■ Prompt
Filter the entries for lines with the word "below".

(Extracted information begins)

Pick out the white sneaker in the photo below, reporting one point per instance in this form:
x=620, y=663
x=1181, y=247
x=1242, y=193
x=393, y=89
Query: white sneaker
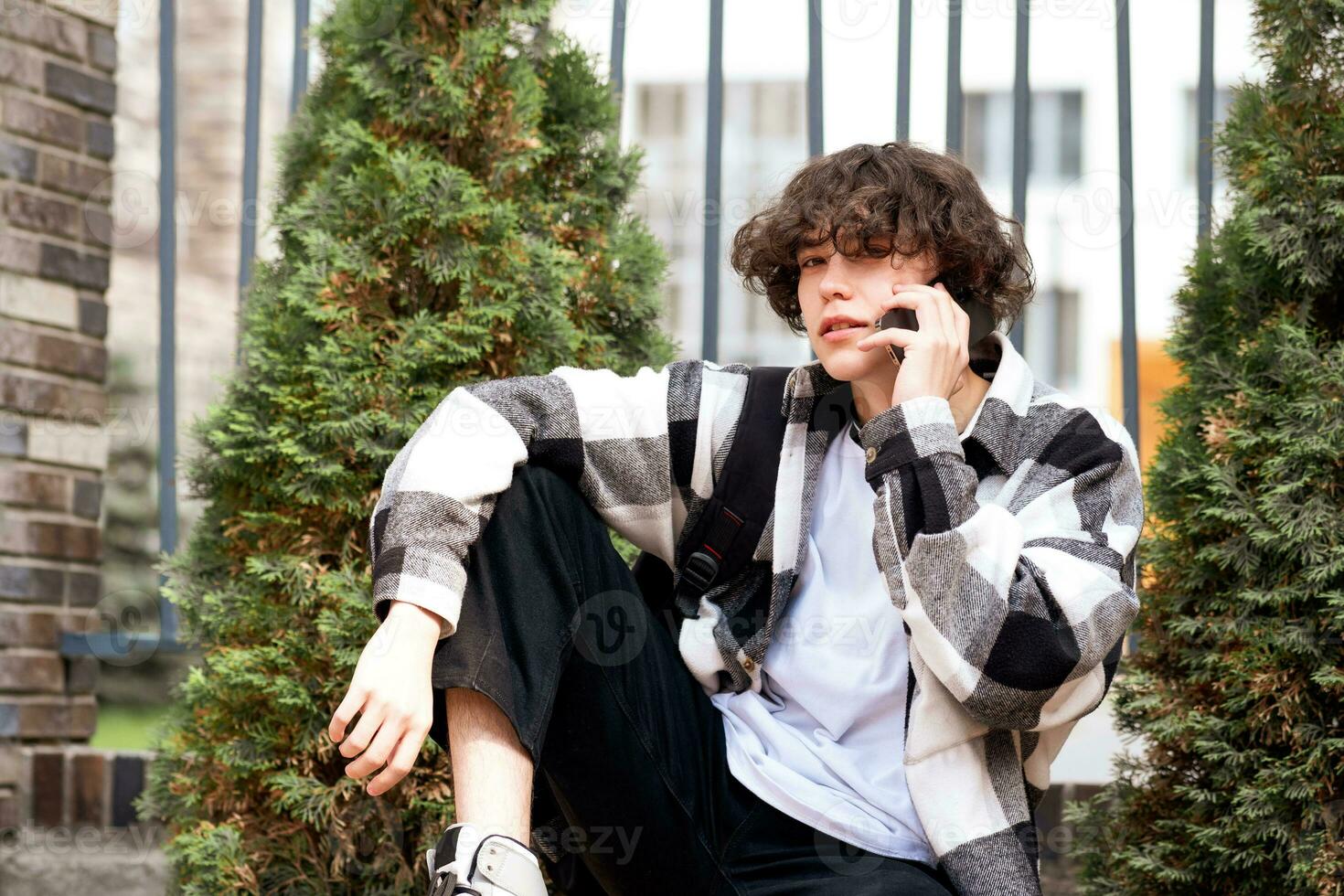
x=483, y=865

(Extracted information ends)
(Extracted information begins)

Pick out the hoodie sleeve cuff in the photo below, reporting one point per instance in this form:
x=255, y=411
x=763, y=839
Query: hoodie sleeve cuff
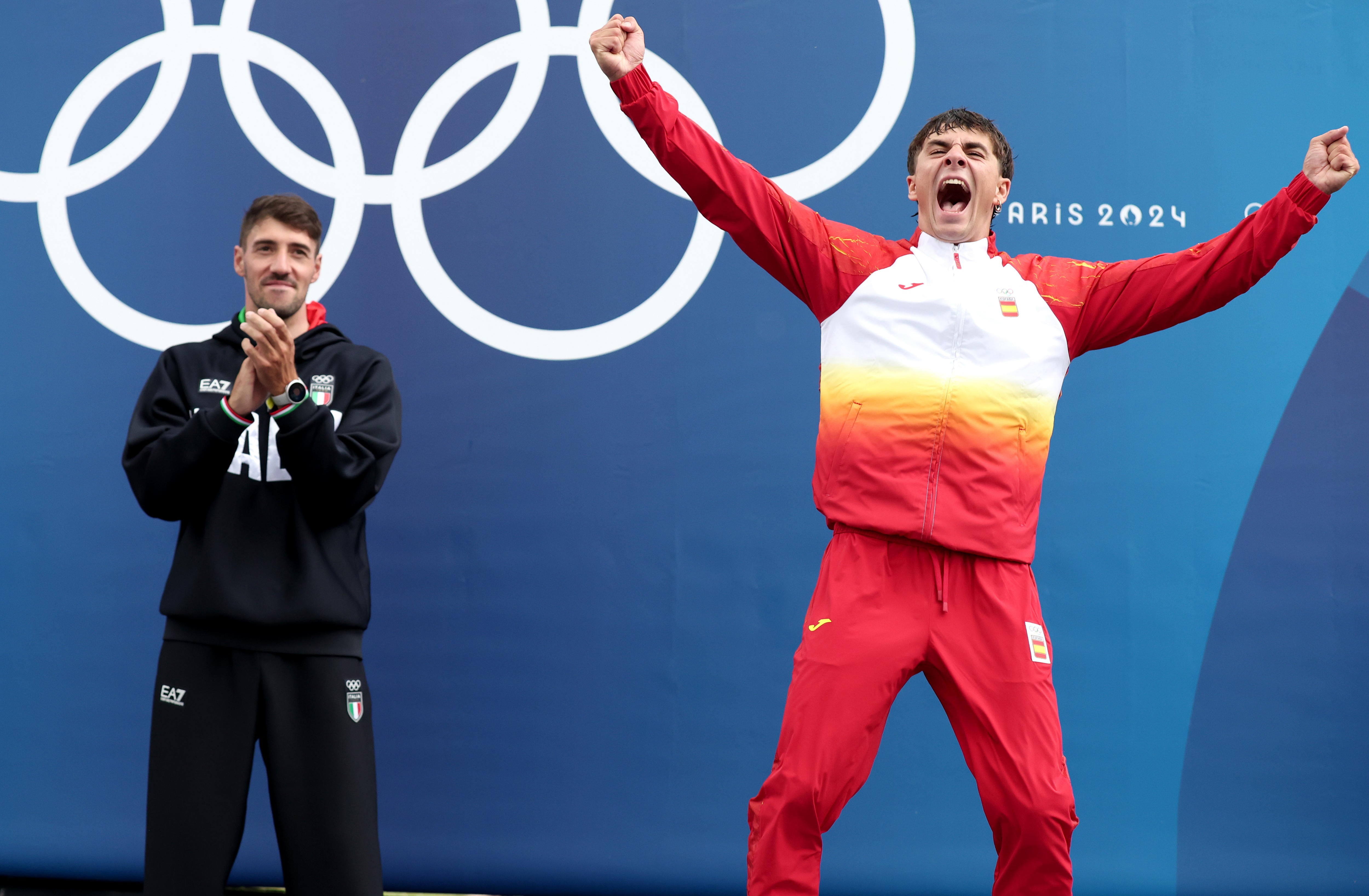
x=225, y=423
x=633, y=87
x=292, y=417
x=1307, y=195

(Extracted information ends)
(Extracted information begins)

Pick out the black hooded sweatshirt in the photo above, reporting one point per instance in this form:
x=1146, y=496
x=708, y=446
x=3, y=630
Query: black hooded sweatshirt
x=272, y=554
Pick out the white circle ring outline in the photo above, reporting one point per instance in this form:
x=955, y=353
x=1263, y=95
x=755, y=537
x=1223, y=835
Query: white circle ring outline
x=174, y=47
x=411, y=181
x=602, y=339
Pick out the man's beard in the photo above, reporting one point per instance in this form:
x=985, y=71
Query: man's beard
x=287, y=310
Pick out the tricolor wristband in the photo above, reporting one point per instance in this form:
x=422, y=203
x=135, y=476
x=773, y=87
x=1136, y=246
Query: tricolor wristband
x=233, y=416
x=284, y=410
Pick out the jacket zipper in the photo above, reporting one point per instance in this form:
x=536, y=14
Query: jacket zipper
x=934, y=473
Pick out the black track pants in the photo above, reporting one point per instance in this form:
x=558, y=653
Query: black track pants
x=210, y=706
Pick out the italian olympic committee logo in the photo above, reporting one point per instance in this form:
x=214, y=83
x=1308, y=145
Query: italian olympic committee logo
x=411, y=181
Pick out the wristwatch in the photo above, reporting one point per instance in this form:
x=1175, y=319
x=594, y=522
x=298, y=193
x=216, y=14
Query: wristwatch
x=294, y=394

(Extracted information ends)

■ Expected output
Pick out the white sneaker in the photo below, reporting one point per instance in this form:
Pick out the hoodie sleeve cuff in the photo below, reporting one point per instance in this form:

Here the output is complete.